ABOUT THIS TASK.
Transcribe the passage from the text on humus word for word, starting at "Humus (from the Latin" and ending at "agronomist Albrecht Thaer.".

Humus (from the Latin humus, “soil, earth, terrain”) represents the complex of organic substances, generally in the colloidal state, constituents of the soil and derived from the complete chemical and biological decomposition of the remains of plant and animal organisms (humification), by the intervention of microorganisms and following the action of physical and chemical agents of the environment.

Humus represents the most chemically and physically active part of the soil organic matter and interacts with the mineral fraction and the circulating solution influencing the chemical and physical properties of the soil. The discovery of the importance of humus for plant nutrition was made by the German agronomist Albrecht Thaer.

The color of humus is normally dark or blackish, as it occurs in the classic case of “black soil” of steppe, also characterized by a high content of calcium carbonate; in lateritic soils of tropical regions, however, it can take light colors, more difficult to perceive.

Chemically speaking, humus is made up of numerous organic complexes (lignin and its derivatives, proteins, etc.) to which are associated, in smaller proportions, carbohydrates, fats, waxes, organic acids and alcohols. Among the organic acids are significant humic, ulmic, cremic, fulvic, etc.. which, reacting with the bases contained in the soil, give the corresponding salts, soluble and therefore washable. Because of these characteristics, humus assumes the role of a reservoir of nutrients for plants; even if it is not absorbed by plants, except for a portion of the soluble fraction, humus favors their mineral nutrition. Moreover, it confers important physical characteristics to the soil.

Humus favors, in fact, the formation and preservation of a glomerular structure that facilitates the circulation of air and water; it increases the absorptive power of the soil, that is the ability of colloidal substances to retain mineral ions that can then be absorbed by plants; it maintains the pH of the soil within the neutrality values to which the cultivated flora and microbial flora are better adapted; it raises the thermal and water capacity of the soil; it increases the biological activity of the soil; it accelerates the root uptake of mineral ions present in the solutions circulating in the soil.

GIVEN DATA.
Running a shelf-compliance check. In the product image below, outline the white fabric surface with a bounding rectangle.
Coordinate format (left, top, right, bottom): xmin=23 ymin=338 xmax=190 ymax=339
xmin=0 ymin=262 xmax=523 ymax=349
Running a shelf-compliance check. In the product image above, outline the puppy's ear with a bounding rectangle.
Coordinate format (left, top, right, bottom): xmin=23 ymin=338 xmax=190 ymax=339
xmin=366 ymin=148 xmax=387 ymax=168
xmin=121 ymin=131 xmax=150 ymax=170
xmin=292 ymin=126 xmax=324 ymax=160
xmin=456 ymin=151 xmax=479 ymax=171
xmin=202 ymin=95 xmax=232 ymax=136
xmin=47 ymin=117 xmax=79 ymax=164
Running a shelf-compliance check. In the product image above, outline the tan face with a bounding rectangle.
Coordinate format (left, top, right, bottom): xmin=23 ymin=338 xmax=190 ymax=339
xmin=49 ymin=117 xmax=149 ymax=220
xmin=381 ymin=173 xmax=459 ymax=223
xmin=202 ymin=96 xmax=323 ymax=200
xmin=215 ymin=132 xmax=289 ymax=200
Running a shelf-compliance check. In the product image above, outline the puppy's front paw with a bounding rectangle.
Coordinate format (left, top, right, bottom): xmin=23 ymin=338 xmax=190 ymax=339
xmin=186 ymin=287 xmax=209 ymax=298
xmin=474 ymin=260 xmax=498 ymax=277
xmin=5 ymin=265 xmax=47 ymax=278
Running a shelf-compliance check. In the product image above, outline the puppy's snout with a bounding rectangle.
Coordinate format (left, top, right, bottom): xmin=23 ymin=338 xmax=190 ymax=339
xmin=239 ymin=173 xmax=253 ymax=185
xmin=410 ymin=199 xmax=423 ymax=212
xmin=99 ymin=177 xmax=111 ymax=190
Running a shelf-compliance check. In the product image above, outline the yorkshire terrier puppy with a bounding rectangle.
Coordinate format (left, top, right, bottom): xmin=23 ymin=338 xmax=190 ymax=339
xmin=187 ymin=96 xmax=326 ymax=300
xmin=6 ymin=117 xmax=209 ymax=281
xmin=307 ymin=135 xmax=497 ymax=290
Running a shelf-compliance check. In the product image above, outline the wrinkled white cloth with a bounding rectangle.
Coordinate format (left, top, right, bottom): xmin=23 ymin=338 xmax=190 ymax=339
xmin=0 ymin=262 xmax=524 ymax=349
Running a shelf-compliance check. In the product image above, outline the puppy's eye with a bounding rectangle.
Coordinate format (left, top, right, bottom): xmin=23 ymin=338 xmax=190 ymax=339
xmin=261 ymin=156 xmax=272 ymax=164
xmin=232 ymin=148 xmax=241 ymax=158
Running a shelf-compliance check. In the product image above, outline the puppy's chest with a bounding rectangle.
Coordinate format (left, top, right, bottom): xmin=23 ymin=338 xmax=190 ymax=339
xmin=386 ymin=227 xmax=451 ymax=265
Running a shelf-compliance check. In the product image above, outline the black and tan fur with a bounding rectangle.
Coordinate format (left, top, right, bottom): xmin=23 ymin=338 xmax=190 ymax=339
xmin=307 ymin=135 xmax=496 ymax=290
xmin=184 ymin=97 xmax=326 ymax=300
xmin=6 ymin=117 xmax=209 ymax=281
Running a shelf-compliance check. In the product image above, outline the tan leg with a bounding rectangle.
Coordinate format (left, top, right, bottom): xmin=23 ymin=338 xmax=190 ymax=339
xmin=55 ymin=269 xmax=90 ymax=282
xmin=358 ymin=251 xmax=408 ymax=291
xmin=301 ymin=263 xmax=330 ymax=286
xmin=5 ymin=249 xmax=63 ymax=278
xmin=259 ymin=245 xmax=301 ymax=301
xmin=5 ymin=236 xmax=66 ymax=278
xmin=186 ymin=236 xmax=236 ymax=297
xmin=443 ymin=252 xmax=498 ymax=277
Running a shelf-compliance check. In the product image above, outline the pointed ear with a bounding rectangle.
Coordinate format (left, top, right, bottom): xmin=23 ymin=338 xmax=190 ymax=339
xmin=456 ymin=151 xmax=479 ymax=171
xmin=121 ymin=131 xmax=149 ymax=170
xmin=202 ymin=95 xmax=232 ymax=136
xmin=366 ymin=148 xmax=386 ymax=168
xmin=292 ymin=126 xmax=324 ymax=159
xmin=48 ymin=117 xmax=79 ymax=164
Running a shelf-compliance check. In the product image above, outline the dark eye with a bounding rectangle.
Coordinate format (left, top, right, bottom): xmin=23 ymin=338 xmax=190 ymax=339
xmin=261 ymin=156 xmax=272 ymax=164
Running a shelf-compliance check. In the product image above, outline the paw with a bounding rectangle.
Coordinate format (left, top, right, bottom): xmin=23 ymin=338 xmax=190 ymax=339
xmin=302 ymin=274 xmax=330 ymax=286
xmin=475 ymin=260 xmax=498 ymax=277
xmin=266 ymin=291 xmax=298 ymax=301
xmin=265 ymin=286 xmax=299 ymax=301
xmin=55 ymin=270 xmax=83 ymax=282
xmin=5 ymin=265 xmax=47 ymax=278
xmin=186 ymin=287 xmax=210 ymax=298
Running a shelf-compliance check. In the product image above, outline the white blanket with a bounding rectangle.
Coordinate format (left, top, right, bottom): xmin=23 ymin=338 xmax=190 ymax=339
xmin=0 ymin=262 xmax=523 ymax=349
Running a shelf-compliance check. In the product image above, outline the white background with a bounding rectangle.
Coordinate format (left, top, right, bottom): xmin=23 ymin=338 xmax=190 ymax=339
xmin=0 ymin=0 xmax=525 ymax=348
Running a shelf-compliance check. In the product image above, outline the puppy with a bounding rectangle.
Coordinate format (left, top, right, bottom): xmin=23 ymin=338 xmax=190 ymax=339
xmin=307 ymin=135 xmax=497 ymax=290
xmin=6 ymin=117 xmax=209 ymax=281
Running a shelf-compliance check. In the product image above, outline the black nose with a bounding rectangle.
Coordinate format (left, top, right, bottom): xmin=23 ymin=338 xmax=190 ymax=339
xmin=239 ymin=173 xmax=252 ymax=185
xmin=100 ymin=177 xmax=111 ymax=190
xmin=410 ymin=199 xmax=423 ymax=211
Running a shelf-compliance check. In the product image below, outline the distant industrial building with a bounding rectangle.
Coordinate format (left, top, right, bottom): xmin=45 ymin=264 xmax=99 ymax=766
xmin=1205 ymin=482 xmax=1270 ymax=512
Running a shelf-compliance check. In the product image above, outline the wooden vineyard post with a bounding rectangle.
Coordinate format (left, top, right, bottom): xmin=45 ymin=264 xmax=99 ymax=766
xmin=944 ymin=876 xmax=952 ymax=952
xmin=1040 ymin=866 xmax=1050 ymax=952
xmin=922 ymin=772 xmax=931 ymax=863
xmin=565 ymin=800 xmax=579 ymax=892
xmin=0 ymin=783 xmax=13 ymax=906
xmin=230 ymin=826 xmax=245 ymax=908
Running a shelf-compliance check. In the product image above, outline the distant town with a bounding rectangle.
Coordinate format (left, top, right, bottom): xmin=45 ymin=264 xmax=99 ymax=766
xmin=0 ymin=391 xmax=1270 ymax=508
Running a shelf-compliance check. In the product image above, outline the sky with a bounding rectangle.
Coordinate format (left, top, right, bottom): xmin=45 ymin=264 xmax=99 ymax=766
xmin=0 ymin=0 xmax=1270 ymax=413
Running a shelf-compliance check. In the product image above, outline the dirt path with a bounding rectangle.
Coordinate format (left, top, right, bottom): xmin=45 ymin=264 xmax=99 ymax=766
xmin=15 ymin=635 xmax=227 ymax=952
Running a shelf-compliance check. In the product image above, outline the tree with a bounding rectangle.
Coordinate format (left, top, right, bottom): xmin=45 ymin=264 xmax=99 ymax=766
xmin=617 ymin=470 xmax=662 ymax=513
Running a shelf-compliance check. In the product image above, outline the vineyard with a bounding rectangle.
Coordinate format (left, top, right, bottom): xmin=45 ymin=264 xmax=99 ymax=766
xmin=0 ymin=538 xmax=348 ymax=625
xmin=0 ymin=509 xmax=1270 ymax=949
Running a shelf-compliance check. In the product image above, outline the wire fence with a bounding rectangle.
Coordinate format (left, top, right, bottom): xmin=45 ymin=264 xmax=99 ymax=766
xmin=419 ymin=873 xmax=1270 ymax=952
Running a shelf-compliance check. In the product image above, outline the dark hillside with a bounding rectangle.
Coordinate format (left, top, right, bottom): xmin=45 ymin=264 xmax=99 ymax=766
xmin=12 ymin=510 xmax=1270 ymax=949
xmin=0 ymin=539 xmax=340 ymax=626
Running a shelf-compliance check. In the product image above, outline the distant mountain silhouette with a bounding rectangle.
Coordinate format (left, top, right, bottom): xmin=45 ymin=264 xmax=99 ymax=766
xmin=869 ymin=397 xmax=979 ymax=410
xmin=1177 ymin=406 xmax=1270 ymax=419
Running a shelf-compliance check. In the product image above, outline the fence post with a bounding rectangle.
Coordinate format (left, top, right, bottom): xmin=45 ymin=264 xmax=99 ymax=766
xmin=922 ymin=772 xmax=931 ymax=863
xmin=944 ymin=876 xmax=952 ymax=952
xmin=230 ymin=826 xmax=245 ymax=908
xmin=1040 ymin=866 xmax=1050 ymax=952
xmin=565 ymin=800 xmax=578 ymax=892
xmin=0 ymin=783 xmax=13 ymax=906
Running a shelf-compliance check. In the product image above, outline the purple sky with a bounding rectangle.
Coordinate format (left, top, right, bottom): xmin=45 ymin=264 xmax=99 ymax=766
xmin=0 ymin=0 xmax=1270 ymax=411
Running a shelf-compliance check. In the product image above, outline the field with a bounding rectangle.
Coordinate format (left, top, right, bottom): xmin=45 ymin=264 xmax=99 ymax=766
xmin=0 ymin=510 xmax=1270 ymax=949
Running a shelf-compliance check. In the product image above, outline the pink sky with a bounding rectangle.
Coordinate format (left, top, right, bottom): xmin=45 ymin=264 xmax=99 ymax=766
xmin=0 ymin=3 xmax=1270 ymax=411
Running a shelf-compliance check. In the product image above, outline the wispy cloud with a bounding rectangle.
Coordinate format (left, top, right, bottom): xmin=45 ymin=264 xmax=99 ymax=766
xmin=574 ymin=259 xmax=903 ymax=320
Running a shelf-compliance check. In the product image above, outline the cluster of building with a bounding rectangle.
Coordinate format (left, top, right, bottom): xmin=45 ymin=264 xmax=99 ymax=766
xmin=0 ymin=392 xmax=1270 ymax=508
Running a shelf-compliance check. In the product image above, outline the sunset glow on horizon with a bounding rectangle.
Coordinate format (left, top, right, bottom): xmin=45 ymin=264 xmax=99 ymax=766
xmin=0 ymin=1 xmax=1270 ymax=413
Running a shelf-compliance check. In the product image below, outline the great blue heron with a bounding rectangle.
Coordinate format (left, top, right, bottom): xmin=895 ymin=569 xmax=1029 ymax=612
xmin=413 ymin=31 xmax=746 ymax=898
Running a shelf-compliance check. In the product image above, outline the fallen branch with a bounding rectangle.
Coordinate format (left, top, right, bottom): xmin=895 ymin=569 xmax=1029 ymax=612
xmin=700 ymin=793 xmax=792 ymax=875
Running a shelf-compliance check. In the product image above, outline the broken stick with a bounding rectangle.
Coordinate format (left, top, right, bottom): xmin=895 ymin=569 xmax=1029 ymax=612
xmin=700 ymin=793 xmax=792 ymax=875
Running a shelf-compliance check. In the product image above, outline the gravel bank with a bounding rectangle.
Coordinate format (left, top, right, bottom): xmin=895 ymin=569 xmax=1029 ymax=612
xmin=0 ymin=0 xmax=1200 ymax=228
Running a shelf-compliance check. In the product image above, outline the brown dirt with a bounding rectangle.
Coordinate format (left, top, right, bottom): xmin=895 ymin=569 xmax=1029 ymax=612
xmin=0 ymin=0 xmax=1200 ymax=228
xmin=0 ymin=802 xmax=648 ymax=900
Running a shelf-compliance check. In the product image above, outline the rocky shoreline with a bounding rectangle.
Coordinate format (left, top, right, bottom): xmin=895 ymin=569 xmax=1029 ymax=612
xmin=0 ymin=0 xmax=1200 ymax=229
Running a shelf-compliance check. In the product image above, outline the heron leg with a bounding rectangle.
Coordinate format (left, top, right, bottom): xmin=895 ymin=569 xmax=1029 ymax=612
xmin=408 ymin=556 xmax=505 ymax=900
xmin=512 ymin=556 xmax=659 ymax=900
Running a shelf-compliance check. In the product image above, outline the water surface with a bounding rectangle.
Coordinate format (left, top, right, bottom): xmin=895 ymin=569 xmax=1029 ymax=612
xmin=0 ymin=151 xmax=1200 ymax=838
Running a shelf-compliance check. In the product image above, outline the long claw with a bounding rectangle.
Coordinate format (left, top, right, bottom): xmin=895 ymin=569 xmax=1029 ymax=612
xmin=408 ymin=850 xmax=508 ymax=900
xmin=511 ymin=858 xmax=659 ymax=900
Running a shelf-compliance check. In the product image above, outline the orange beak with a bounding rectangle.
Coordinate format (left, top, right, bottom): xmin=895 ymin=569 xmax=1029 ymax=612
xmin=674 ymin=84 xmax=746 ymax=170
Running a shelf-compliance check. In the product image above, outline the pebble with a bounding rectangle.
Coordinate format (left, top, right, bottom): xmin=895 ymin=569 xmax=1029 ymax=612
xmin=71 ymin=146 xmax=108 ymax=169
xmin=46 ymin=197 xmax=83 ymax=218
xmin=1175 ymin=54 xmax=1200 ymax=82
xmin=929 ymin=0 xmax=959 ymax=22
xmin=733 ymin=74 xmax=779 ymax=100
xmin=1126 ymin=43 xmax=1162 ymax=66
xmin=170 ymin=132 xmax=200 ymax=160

RESPONSE TO THIS TASK.
Humus (from the Latin humus, “soil, earth, terrain”) represents the complex of organic substances, generally in the colloidal state, constituents of the soil and derived from the complete chemical and biological decomposition of the remains of plant and animal organisms (humification), by the intervention of microorganisms and following the action of physical and chemical agents of the environment.

Humus represents the most chemically and physically active part of the soil organic matter and interacts with the mineral fraction and the circulating solution influencing the chemical and physical properties of the soil. The discovery of the importance of humus for plant nutrition was made by the German agronomist Albrecht Thaer.